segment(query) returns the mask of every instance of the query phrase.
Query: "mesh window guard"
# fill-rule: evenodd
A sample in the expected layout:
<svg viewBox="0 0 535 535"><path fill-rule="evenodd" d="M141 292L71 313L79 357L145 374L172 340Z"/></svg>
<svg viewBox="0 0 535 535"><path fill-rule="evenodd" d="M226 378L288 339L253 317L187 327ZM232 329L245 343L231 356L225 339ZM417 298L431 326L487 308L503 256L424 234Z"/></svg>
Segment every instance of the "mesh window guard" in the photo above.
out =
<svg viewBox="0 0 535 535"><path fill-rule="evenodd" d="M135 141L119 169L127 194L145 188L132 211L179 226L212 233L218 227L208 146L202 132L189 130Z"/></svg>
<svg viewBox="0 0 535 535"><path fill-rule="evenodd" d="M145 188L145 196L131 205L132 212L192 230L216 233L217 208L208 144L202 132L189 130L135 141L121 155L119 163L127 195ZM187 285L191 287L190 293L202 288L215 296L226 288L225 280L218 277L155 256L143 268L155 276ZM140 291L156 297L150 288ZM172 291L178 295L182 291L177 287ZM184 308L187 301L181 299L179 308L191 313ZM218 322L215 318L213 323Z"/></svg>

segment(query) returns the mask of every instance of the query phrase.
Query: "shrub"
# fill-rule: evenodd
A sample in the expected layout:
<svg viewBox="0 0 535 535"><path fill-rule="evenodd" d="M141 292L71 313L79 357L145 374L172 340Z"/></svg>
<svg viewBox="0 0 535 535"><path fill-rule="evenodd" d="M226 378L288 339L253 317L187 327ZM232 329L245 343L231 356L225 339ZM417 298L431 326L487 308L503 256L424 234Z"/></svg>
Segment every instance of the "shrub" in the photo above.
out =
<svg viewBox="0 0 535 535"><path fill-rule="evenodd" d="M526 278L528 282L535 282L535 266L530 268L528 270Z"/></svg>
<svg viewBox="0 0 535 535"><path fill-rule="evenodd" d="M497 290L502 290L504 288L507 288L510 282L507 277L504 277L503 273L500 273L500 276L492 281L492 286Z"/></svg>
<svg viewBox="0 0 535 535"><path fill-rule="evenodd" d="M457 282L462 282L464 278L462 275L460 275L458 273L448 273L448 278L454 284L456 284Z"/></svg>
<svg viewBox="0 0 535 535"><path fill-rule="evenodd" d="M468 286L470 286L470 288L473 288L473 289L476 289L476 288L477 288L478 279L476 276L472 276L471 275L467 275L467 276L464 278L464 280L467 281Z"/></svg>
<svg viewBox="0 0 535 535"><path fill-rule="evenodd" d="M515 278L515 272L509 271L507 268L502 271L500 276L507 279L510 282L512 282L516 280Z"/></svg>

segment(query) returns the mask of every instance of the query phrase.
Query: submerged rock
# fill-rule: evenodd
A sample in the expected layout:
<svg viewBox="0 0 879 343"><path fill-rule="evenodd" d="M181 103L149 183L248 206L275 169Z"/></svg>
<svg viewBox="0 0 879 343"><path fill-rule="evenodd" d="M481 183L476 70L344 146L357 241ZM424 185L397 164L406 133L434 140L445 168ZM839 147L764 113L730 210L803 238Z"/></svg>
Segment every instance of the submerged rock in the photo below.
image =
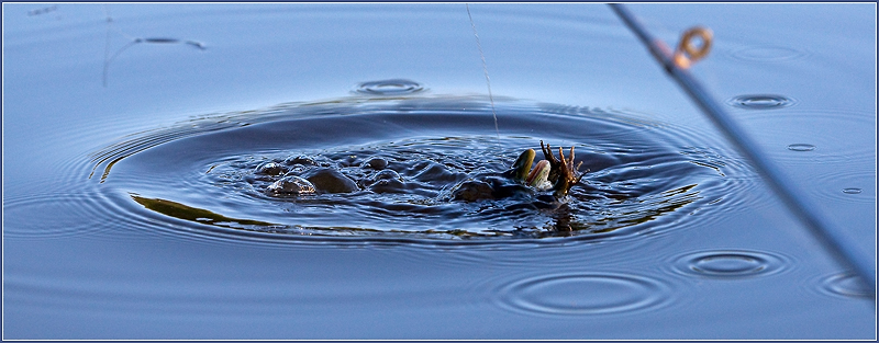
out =
<svg viewBox="0 0 879 343"><path fill-rule="evenodd" d="M302 175L315 188L324 193L351 193L359 191L357 183L332 168L318 168Z"/></svg>
<svg viewBox="0 0 879 343"><path fill-rule="evenodd" d="M287 175L270 184L266 193L274 196L314 194L314 185L297 175Z"/></svg>

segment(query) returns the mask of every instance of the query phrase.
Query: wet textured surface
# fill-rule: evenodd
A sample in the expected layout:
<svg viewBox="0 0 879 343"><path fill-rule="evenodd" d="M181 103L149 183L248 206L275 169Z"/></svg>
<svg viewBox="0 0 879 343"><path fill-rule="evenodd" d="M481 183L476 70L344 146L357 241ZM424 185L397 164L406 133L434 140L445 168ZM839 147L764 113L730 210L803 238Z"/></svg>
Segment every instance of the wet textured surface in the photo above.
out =
<svg viewBox="0 0 879 343"><path fill-rule="evenodd" d="M875 5L630 8L875 258ZM3 339L875 339L607 5L3 10Z"/></svg>

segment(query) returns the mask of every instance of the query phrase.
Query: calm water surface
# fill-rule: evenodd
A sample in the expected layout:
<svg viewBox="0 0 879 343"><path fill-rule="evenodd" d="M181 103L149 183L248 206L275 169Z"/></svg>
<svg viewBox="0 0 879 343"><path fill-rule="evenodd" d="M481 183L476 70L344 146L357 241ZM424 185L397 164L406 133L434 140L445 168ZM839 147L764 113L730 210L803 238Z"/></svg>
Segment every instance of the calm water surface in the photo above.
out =
<svg viewBox="0 0 879 343"><path fill-rule="evenodd" d="M875 4L631 9L875 260ZM470 12L493 102L464 4L4 4L3 338L876 338L609 8Z"/></svg>

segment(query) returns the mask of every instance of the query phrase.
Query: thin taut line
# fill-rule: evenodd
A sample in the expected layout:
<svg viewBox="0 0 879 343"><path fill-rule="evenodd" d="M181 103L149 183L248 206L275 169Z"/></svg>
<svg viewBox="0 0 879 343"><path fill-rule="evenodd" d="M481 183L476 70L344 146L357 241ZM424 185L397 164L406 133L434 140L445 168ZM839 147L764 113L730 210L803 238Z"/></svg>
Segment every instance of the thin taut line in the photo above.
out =
<svg viewBox="0 0 879 343"><path fill-rule="evenodd" d="M476 37L476 47L479 48L479 57L482 59L482 72L486 75L486 85L488 85L488 101L491 103L491 116L494 117L494 134L498 135L498 152L501 151L501 130L498 128L498 113L494 111L494 96L491 95L491 79L488 77L488 66L486 65L486 55L482 54L482 44L479 43L479 35L476 33L476 24L474 24L474 16L470 15L470 4L465 3L467 7L467 16L470 19L470 27L474 28L474 36Z"/></svg>

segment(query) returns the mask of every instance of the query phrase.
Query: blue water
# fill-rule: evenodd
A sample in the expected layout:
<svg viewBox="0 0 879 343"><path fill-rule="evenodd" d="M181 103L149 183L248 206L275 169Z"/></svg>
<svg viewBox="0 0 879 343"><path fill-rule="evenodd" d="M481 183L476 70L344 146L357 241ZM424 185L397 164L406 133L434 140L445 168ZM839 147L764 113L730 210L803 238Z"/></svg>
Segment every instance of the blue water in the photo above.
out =
<svg viewBox="0 0 879 343"><path fill-rule="evenodd" d="M875 261L876 5L628 7ZM607 5L469 9L493 103L463 3L3 4L3 339L876 339ZM567 203L450 195L541 140Z"/></svg>

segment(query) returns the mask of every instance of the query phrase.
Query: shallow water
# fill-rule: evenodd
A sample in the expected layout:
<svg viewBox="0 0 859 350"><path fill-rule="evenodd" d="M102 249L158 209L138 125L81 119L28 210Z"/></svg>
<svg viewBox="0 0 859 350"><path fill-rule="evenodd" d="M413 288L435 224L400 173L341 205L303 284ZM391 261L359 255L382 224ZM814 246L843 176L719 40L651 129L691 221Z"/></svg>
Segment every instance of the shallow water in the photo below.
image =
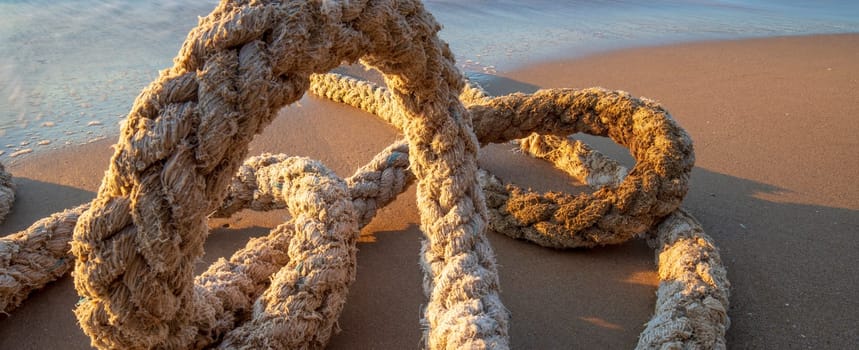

-*-*-

> **PROBLEM DETAILS**: Collect every line in the entries above that contains the string "surface", treating uppercase and lowercase as different.

> **RESULT OF THE EXERCISE**:
Query: wet textured surface
Segment every instance of the wet textured surface in the photo above.
Query: calm water surface
Segment every instance of the calm water surface in the photo above.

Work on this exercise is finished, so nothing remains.